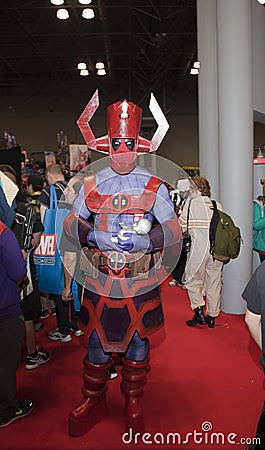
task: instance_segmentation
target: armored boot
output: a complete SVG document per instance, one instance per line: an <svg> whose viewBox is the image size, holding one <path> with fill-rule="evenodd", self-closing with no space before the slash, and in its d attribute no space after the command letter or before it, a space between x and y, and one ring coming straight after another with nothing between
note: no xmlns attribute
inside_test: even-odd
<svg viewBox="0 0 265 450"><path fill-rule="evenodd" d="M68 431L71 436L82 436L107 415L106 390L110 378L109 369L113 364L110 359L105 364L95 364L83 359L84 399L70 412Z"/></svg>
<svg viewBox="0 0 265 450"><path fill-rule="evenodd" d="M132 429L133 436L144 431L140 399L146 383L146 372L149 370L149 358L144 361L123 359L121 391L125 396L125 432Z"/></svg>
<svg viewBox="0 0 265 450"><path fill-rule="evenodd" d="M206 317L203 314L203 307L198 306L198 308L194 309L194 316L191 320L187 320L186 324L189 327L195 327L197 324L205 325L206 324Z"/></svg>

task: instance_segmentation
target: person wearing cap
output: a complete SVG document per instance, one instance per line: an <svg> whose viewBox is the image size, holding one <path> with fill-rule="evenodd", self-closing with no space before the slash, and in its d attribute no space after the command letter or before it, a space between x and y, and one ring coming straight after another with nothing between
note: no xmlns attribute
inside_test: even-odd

--*--

## DIRECTIONS
Transcribe all of the entries word for word, but skip any pictures they contain.

## RESPONSE
task: instance_segmentation
target: armored boot
output: a complete SVG document per instance, one instance per line: an <svg> whose viewBox is the image size, holding one <path> with fill-rule="evenodd", self-closing with no space before the slash, and in its d attribute no space after the command letter or before it, a space between x and y, and one ring coming straight after another with nothing between
note: no xmlns attribute
inside_test: even-odd
<svg viewBox="0 0 265 450"><path fill-rule="evenodd" d="M68 431L71 436L82 436L107 415L106 390L110 378L109 369L113 364L110 359L105 364L95 364L83 359L84 399L70 412Z"/></svg>
<svg viewBox="0 0 265 450"><path fill-rule="evenodd" d="M132 429L133 436L144 431L140 399L146 383L146 372L149 370L149 358L144 361L123 359L121 391L125 396L125 432Z"/></svg>
<svg viewBox="0 0 265 450"><path fill-rule="evenodd" d="M206 317L203 314L203 307L198 306L198 308L194 309L194 316L191 320L187 320L186 324L189 327L195 327L197 324L205 325L206 324Z"/></svg>

task: instance_segmentation
target: person wearing cap
output: a complete SVG document per instance, one instance per line: an <svg> whose viewBox is the image size, holding one <path> with fill-rule="evenodd", self-closing with no space before the slash, and in its d attribute no space after the command letter or before it, a space between x and y, and one ring coming straight after another with nothing between
note: no xmlns attribute
inside_test: even-odd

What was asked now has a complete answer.